• **RECORDS FOR THIS TASK**:
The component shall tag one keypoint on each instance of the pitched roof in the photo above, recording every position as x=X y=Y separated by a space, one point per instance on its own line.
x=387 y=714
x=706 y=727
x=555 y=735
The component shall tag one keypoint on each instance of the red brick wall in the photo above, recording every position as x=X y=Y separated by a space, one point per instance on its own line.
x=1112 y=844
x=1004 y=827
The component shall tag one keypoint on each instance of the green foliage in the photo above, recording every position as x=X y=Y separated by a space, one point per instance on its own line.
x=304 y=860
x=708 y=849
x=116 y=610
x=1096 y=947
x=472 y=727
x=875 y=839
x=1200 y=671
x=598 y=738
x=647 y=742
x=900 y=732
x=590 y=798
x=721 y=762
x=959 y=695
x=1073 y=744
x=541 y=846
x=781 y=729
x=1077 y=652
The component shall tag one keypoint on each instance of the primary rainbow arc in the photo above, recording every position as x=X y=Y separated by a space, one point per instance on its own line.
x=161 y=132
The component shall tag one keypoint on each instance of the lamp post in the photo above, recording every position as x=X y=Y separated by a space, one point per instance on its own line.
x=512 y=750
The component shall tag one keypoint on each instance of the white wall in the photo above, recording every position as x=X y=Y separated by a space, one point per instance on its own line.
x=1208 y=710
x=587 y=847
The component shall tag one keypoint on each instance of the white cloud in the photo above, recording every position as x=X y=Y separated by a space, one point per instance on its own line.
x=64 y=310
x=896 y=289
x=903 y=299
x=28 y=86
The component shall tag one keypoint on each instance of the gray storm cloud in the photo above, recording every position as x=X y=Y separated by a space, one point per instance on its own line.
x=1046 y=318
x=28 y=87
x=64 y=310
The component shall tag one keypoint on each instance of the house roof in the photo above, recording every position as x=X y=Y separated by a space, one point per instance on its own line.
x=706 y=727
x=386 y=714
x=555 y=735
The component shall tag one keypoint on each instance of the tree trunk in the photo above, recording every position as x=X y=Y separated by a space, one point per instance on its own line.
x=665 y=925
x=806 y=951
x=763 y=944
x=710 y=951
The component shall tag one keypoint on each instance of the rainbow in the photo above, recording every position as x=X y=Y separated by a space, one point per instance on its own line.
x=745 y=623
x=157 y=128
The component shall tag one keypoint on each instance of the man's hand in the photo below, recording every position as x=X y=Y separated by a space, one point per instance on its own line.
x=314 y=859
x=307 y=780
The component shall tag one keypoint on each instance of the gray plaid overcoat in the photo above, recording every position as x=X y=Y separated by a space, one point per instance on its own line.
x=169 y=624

• **THE REQUEST**: Rescale the material above, starting at the line containing "of the man's" and ending with the last line of the material, and reproduce only those lines. Leave the requests unchanged, and multiply each x and y coordinate in the answers by 1.7, rounding to the nearest whole number with halves rounded up.

• **PROBLEM SOLUTION**:
The component shall tag one keypoint on each instance of the man's hand in the photo below, recording every position as x=X y=Y separated by a space, one point per instance on its own line.
x=534 y=1460
x=522 y=1326
The component shall tag one keypoint on each instance of the gray plaid overcoat in the photo above, recording every position as x=X y=Y separated by a space, one point per instance on its own line.
x=287 y=1061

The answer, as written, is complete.